Brief
Leave out the pictures, and quote exactly the lines running from the one with "van side mirror." through the last line of the entries below.
<<<<
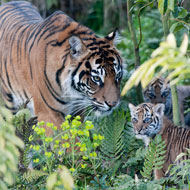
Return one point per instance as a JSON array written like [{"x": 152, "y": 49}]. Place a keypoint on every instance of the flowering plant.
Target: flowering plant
[{"x": 74, "y": 145}]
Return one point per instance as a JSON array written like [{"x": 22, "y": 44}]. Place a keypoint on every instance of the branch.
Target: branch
[{"x": 136, "y": 47}]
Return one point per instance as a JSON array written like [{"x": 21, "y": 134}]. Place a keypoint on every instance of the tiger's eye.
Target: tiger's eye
[
  {"x": 96, "y": 78},
  {"x": 134, "y": 120}
]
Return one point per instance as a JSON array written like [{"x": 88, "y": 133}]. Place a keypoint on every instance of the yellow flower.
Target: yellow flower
[
  {"x": 78, "y": 117},
  {"x": 85, "y": 158},
  {"x": 83, "y": 149},
  {"x": 66, "y": 145},
  {"x": 55, "y": 146},
  {"x": 95, "y": 145},
  {"x": 48, "y": 139},
  {"x": 83, "y": 165},
  {"x": 93, "y": 154},
  {"x": 68, "y": 117},
  {"x": 48, "y": 154},
  {"x": 39, "y": 131},
  {"x": 89, "y": 125},
  {"x": 60, "y": 153},
  {"x": 65, "y": 137},
  {"x": 65, "y": 125},
  {"x": 36, "y": 148},
  {"x": 86, "y": 133},
  {"x": 80, "y": 132},
  {"x": 72, "y": 169},
  {"x": 41, "y": 123},
  {"x": 78, "y": 144},
  {"x": 49, "y": 124},
  {"x": 73, "y": 131},
  {"x": 36, "y": 160},
  {"x": 100, "y": 137},
  {"x": 76, "y": 123},
  {"x": 54, "y": 128},
  {"x": 95, "y": 137},
  {"x": 30, "y": 138},
  {"x": 57, "y": 141}
]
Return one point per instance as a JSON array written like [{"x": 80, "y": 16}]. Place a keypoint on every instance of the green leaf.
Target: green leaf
[
  {"x": 171, "y": 4},
  {"x": 182, "y": 13},
  {"x": 161, "y": 6},
  {"x": 51, "y": 180}
]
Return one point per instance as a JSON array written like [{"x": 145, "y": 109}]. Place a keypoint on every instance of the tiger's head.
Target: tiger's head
[
  {"x": 89, "y": 72},
  {"x": 146, "y": 119},
  {"x": 158, "y": 91}
]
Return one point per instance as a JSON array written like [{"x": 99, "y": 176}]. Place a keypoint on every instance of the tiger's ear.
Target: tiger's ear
[
  {"x": 113, "y": 37},
  {"x": 77, "y": 48},
  {"x": 132, "y": 108},
  {"x": 159, "y": 108}
]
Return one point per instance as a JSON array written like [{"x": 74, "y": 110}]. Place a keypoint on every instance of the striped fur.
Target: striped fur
[
  {"x": 148, "y": 120},
  {"x": 60, "y": 65},
  {"x": 158, "y": 91}
]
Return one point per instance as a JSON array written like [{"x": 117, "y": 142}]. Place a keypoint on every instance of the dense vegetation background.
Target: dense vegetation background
[{"x": 110, "y": 156}]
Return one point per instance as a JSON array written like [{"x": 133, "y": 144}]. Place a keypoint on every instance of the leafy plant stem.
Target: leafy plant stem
[
  {"x": 136, "y": 47},
  {"x": 175, "y": 107}
]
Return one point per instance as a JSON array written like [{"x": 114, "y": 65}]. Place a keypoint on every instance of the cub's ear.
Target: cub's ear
[
  {"x": 159, "y": 108},
  {"x": 132, "y": 108},
  {"x": 113, "y": 37},
  {"x": 77, "y": 48}
]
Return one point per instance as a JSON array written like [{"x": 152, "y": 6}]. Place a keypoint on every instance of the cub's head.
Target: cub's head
[
  {"x": 146, "y": 119},
  {"x": 158, "y": 91},
  {"x": 96, "y": 71}
]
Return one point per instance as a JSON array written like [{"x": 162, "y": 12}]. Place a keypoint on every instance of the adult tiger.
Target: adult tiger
[
  {"x": 62, "y": 66},
  {"x": 148, "y": 120},
  {"x": 158, "y": 91}
]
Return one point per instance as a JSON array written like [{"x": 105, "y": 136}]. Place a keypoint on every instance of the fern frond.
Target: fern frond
[
  {"x": 154, "y": 158},
  {"x": 113, "y": 130},
  {"x": 33, "y": 175}
]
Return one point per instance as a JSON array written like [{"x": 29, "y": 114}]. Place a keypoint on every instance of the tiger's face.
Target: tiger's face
[
  {"x": 92, "y": 74},
  {"x": 146, "y": 119},
  {"x": 158, "y": 91}
]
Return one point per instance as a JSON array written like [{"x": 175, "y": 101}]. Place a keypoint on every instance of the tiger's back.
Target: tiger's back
[{"x": 53, "y": 61}]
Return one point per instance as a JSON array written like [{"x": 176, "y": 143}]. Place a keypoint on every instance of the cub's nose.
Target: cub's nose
[{"x": 111, "y": 104}]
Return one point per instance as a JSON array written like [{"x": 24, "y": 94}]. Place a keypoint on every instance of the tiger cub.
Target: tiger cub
[
  {"x": 148, "y": 120},
  {"x": 57, "y": 63},
  {"x": 158, "y": 91}
]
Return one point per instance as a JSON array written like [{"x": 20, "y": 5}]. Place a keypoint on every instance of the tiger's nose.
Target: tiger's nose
[{"x": 111, "y": 104}]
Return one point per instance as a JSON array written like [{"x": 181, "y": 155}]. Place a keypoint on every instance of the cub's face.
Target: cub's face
[
  {"x": 98, "y": 73},
  {"x": 146, "y": 119},
  {"x": 158, "y": 91}
]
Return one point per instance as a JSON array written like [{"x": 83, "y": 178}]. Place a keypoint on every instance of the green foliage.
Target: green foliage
[
  {"x": 154, "y": 158},
  {"x": 113, "y": 131},
  {"x": 179, "y": 174},
  {"x": 126, "y": 182},
  {"x": 166, "y": 58},
  {"x": 9, "y": 145}
]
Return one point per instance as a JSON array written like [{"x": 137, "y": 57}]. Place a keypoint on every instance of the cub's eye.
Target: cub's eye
[
  {"x": 134, "y": 120},
  {"x": 151, "y": 96},
  {"x": 119, "y": 75},
  {"x": 164, "y": 94},
  {"x": 147, "y": 120},
  {"x": 96, "y": 78}
]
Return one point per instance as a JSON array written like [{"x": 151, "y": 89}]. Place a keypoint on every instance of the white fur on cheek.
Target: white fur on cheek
[{"x": 145, "y": 138}]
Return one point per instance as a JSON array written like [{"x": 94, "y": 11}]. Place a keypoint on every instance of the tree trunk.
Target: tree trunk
[{"x": 175, "y": 106}]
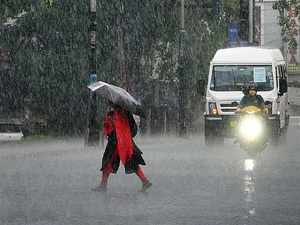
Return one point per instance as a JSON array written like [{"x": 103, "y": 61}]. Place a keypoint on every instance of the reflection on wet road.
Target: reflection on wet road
[
  {"x": 49, "y": 184},
  {"x": 249, "y": 190}
]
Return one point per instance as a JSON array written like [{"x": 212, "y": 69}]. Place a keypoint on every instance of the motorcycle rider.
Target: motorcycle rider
[{"x": 251, "y": 98}]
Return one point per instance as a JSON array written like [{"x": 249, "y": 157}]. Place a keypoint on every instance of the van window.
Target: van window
[
  {"x": 9, "y": 128},
  {"x": 235, "y": 77},
  {"x": 282, "y": 77}
]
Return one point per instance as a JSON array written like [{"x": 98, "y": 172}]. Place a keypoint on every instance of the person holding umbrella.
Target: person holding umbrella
[{"x": 120, "y": 128}]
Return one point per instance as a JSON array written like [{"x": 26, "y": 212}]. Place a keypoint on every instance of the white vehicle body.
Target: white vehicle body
[
  {"x": 267, "y": 68},
  {"x": 10, "y": 132}
]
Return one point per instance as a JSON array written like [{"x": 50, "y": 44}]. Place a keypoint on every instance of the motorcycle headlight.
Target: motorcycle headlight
[
  {"x": 250, "y": 128},
  {"x": 212, "y": 107}
]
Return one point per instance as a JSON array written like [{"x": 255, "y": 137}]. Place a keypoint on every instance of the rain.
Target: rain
[{"x": 161, "y": 54}]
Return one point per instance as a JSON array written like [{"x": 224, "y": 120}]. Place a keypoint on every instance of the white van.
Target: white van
[{"x": 230, "y": 71}]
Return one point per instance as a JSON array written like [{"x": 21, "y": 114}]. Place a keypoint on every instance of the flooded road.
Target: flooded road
[{"x": 49, "y": 183}]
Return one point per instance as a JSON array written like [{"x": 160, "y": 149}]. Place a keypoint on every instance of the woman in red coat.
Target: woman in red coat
[{"x": 120, "y": 128}]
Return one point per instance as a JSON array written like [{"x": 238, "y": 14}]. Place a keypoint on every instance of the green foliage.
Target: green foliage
[{"x": 49, "y": 51}]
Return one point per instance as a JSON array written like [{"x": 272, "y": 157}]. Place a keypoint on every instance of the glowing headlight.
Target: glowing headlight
[{"x": 250, "y": 128}]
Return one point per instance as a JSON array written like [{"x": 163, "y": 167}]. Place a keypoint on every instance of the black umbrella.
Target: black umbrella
[{"x": 117, "y": 96}]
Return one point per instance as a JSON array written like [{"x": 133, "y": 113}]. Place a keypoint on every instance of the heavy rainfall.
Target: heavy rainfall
[{"x": 207, "y": 93}]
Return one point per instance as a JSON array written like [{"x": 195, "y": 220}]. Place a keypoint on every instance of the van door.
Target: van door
[{"x": 282, "y": 93}]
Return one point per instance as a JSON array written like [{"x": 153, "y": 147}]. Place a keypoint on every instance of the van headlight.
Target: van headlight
[
  {"x": 212, "y": 108},
  {"x": 250, "y": 128}
]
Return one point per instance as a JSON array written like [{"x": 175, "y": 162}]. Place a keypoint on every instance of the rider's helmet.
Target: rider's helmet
[{"x": 252, "y": 87}]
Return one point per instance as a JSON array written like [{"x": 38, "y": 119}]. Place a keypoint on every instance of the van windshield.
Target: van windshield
[{"x": 235, "y": 77}]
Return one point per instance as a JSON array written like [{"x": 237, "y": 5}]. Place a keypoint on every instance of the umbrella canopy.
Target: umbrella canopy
[{"x": 118, "y": 96}]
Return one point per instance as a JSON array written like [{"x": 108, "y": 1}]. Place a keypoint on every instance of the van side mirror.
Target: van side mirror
[
  {"x": 283, "y": 87},
  {"x": 201, "y": 84}
]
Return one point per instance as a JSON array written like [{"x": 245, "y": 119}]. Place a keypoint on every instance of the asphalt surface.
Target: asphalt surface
[{"x": 49, "y": 183}]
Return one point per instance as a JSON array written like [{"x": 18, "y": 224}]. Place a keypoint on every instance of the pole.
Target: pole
[
  {"x": 181, "y": 76},
  {"x": 251, "y": 21},
  {"x": 93, "y": 134}
]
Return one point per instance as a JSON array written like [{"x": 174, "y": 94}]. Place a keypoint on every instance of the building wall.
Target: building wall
[{"x": 270, "y": 29}]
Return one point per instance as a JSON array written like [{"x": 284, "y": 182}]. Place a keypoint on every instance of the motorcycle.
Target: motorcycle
[{"x": 252, "y": 130}]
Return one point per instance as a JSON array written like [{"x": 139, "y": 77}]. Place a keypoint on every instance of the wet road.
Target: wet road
[{"x": 49, "y": 184}]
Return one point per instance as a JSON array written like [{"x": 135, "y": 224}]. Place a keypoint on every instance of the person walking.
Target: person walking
[{"x": 120, "y": 128}]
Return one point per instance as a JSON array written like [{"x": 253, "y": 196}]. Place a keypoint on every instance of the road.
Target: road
[{"x": 48, "y": 183}]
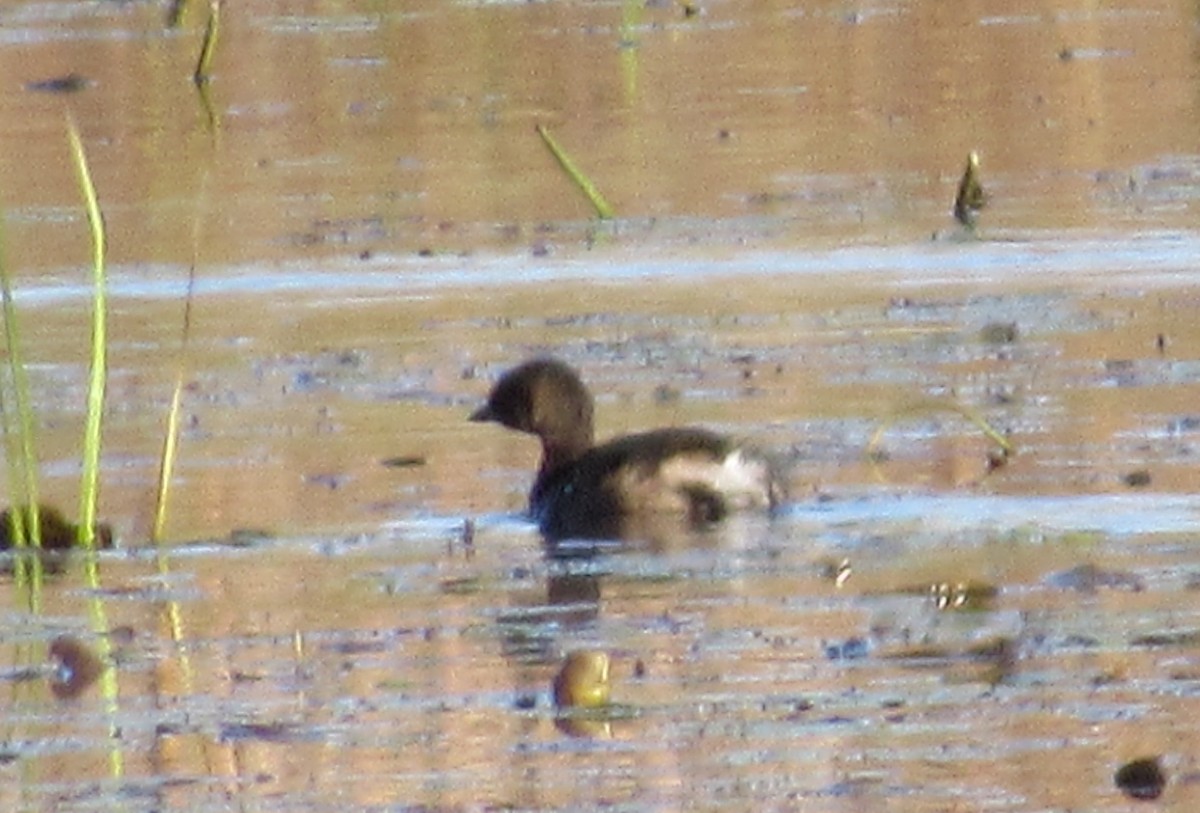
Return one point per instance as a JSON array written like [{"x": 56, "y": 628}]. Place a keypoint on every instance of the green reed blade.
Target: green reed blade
>>>>
Solution for this problem
Return one point per instance as a JSON array written like [{"x": 108, "y": 1}]. Place a keypoint on every instance of the van side mirror.
Target: van side mirror
[
  {"x": 283, "y": 87},
  {"x": 201, "y": 84}
]
Return one point per instance as a JSON array written like [{"x": 245, "y": 119}]. Place a keypoint on every instance of the asphalt surface.
Target: asphalt surface
[{"x": 49, "y": 183}]
Return one point per instance as a JSON array written like [{"x": 18, "y": 224}]. Place a keypoint on every instance of the pole.
Target: pole
[
  {"x": 181, "y": 76},
  {"x": 251, "y": 21},
  {"x": 93, "y": 134}
]
Return one point per instance as a JSON array written like [{"x": 174, "y": 94}]. Place a keypoint on every instance of the building wall.
Target: building wall
[{"x": 270, "y": 29}]
Return one point per instance as a JSON array written like [{"x": 284, "y": 182}]. Place a keypoint on every instance of the motorcycle.
Target: motorcycle
[{"x": 252, "y": 130}]
Return one point per instance as a JSON array written like [{"x": 139, "y": 77}]. Place a keypoint on every instance of the wet road.
Target: wet road
[{"x": 49, "y": 184}]
Return one point per instance as a JSON array written like [{"x": 135, "y": 224}]. Place a keypoint on every instance of the person walking.
Target: person walking
[{"x": 120, "y": 128}]
Return one point per instance as a JSON array written like [{"x": 253, "y": 196}]. Place a keypoint on every instance of the road.
Target: road
[{"x": 48, "y": 183}]
Return one point per instance as a JSON array written like [{"x": 56, "y": 628}]. Place a keypoint on every instance of the green reed blade.
Target: green reed blade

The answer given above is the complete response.